Não, o verdadeiro objetivo é preservar os crentes - quem
sabe, talvez apenas alguns estudantes universitários - de serem atraídos para
dentro deste vórtice do niilismo, que é o verdadeiro “buraco negro” do universo
espiritual; fazer ressoar entre nós a admoestação sempre atual do nosso Dante
Alighieri:
“Tornai mais grave, cristãos, vosso mover;
Não sejais como pluma a qualquer vento,
Confiando que vos lave água qualquer” [5].
Continuemos, Veneráveis Padres, irmãos e irmãs, a repetir,
mais convictos do que nunca, as palavras que proclamamos a cada Missa: “Anunciamos, Senhor, a vossa Morte e proclamamos a vossa Ressurreição. Vinde, Senhor Jesus!”.
==*==
## Instrução A
Resuma em duas frases o trecho sobre o niilismo e a fé cristã.
## Instrução B
Prossiga o texto sobre o niilismo e a fé cristã a partir de sua última frase.

## Registros de dados
==*==
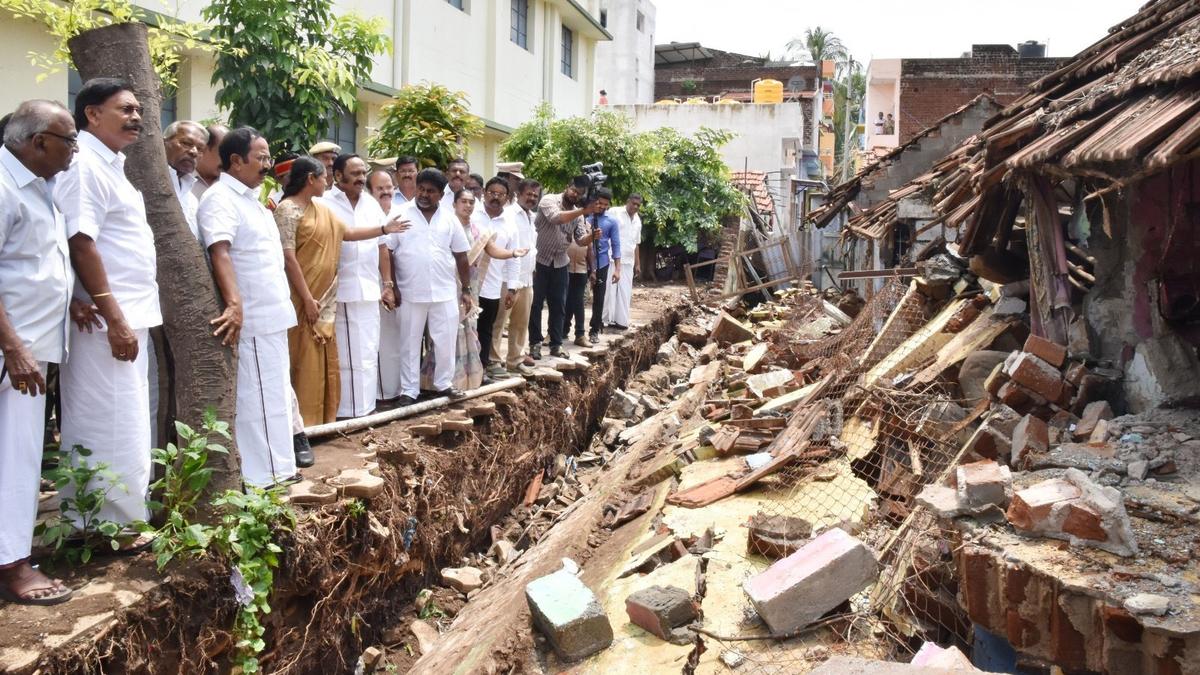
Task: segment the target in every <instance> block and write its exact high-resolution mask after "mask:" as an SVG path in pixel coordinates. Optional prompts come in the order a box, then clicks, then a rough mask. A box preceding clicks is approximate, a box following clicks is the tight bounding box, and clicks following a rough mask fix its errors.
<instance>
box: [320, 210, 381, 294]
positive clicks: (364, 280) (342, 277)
mask: <svg viewBox="0 0 1200 675" xmlns="http://www.w3.org/2000/svg"><path fill="white" fill-rule="evenodd" d="M317 202H319V203H320V204H324V205H325V207H328V208H329V210H331V211H334V215H335V216H337V220H340V221H342V223H343V225H344V226H346V228H347V229H350V228H354V227H373V228H376V229H379V228H380V227H383V225H384V223H385V222H388V220H386V216H385V215H384V213H383V209H382V208H379V202H377V201H376V198H374V197H372V196H371V195H367V193H366V192H364V193H362V195H359V203H358V204H355V205H353V207H352V205H350V198H349V197H347V196H346V192H342V191H341V190H338V189H336V187H332V189H330V190H329V191H326V192H325V196H324V197H318V198H317ZM380 281H382V280H380V279H379V238H378V237H376V238H373V239H365V240H362V241H344V240H343V241H342V252H341V255H340V256H338V258H337V301H338V303H362V301H371V303H374V301H378V300H379V295H380V294H379V286H380Z"/></svg>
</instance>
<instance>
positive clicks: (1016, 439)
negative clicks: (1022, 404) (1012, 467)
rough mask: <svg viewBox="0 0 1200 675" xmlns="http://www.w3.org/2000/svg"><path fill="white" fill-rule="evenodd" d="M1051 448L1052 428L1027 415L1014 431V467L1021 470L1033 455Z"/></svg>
mask: <svg viewBox="0 0 1200 675" xmlns="http://www.w3.org/2000/svg"><path fill="white" fill-rule="evenodd" d="M1049 448H1050V428H1049V426H1048V425H1046V423H1045V422H1043V420H1042V418H1039V417H1034V416H1032V414H1027V416H1025V417H1022V418H1021V420H1020V422H1018V423H1016V426H1015V428H1014V429H1013V455H1012V458H1013V460H1012V462H1013V466H1014V467H1016V468H1021V467H1022V466H1024V465H1025V462H1026V460H1027V459H1028V456H1030V455H1031V454H1043V453H1045V452H1046V450H1049Z"/></svg>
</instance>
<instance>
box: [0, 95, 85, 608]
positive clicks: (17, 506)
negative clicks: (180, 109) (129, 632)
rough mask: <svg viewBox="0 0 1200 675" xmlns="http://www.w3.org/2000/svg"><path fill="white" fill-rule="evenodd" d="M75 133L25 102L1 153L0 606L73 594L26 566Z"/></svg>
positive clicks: (58, 283) (33, 517) (0, 361)
mask: <svg viewBox="0 0 1200 675" xmlns="http://www.w3.org/2000/svg"><path fill="white" fill-rule="evenodd" d="M77 147H78V138H77V136H76V126H74V123H73V121H72V120H71V114H70V113H68V112H67V110H66V108H64V107H62V106H60V104H58V103H54V102H50V101H26V102H24V103H22V104H20V106H18V107H17V110H16V112H13V114H12V118H11V119H10V120H8V125H7V126H6V127H5V133H4V148H0V513H2V514H4V520H2V524H0V597H2V598H4V599H6V601H7V602H11V603H18V604H58V603H60V602H64V601H66V599H67V598H70V597H71V589H67V587H66V586H65V585H64V584H62V583H61V581H59V580H56V579H50V578H49V577H47V575H44V574H42V573H41V572H40V571H38V569H36V568H35V567H34V566H31V565H30V562H29V555H30V552H31V550H32V543H34V521H35V520H36V518H37V496H38V495H37V492H38V486H40V485H41V474H42V434H43V426H44V416H46V365H47V364H48V363H62V357H64V354H65V350H66V329H67V304H68V303H70V301H71V283H72V276H71V259H70V255H68V252H67V233H66V222H65V221H64V219H62V216H61V214H60V213H59V210H58V209H56V208H55V207H54V204H53V203H52V201H50V199H52V196H53V192H54V187H55V185H54V183H55V180H54V177H55V175H56V174H59V173H60V172H62V171H66V168H67V167H68V166H70V165H71V157H72V156H73V155H74V153H76V148H77Z"/></svg>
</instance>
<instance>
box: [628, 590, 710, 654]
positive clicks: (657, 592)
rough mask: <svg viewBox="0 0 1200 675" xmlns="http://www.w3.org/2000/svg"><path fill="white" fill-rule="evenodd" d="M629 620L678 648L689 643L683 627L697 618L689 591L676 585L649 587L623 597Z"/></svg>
==*==
## Resposta A
O trecho afirma que o verdadeiro objetivo é preservar os crentes, talvez apenas alguns estudantes universitários, de serem atraídos para o vórtice do niilismo, chamado de verdadeiro “buraco negro” do universo espiritual, e fazer ressoar a admoestação de Dante Alighieri para que os cristãos não sejam como pluma a qualquer vento. Em seguida, exorta os Veneráveis Padres, irmãos e irmãs a continuarem repetindo, mais convictos do que nunca, as palavras proclamadas a cada Missa: “Anunciamos, Senhor, a vossa Morte e proclamamos a vossa Ressurreição. Vinde, Senhor Jesus!”.

## Resposta B
Notas:
[1] cf. Friedrich Nietzsche, A
Gaia Ciência, n. 125.
[2] cf. idem, Ecce
homo, 1888.
[3] cf. Martin Heidegger, Ser
e tempo, seção II, cap. 2-3.
[4] cf.
Friedrich Nietzsche, Jenseits von Gut und Böse, Leipzig, 1886.
[5] Paraíso, V,
73-75.
Fonte: Vatican News.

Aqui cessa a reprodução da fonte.